* begin SUPPLIED PASSAGE *
On Thu, Nov 12, 2015 at 12:00 PM, Bert Huijben <bert@qqmail.nl> wrote:
> Hi,
>
>
>
> Yes… and I think I found why… (after >6 hours of trying to get things
> working for the ssl bucket; mostly succeeding via a specific ‘mark unread’
> function that removes the previous read from memory).
>
>
>
> The whole idea of checking if buckets are completely drained is falling
> down for buckets that we ‘write’ to the socket and then find that the
> network buffers are full.
>
Ah ha!
Okay... so the failure is "not drained [upon return to context run]", as
opposed to "attempted read after EAGAIN/EOF" or "destroyed with no recorded
error".
> At that point we have to stop draining and there is no way to mark all
> buckets in the chain (aggregate within aggregate, inside custom wrapper,
> etc.) as ‘ok not to empty’, as there is no way to walk the entire chain
> upto the inner bucket that was last read.
* end SUPPLIED PASSAGE *
* begin INFORMATION PROVIDED *
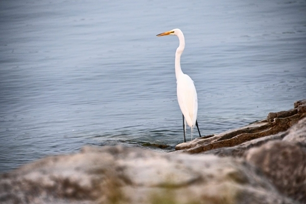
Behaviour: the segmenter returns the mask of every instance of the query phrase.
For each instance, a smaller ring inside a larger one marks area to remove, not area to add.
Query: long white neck
[[[176,81],[177,81],[180,76],[184,74],[184,73],[183,73],[182,69],[181,68],[181,56],[185,48],[185,38],[182,31],[178,32],[176,34],[176,36],[180,40],[180,45],[176,49],[176,52],[175,52],[175,62],[174,63],[175,67],[175,76],[176,78]]]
* end INFORMATION PROVIDED *
— WRITTEN TASK —
Reproduce word for word the stretch of the email above from "On Thu, Nov" to "buffers are full.".

— WORKED ANSWER —
On Thu, Nov 12, 2015 at 12:00 PM, Bert Huijben <bert@qqmail.nl> wrote:
> Hi,
>
>
>
> Yes… and I think I found why… (after >6 hours of trying to get things
> working for the ssl bucket; mostly succeeding via a specific ‘mark unread’
> function that removes the previous read from memory).
>
>
>
> The whole idea of checking if buckets are completely drained is falling
> down for buckets that we ‘write’ to the socket and then find that the
> network buffers are full.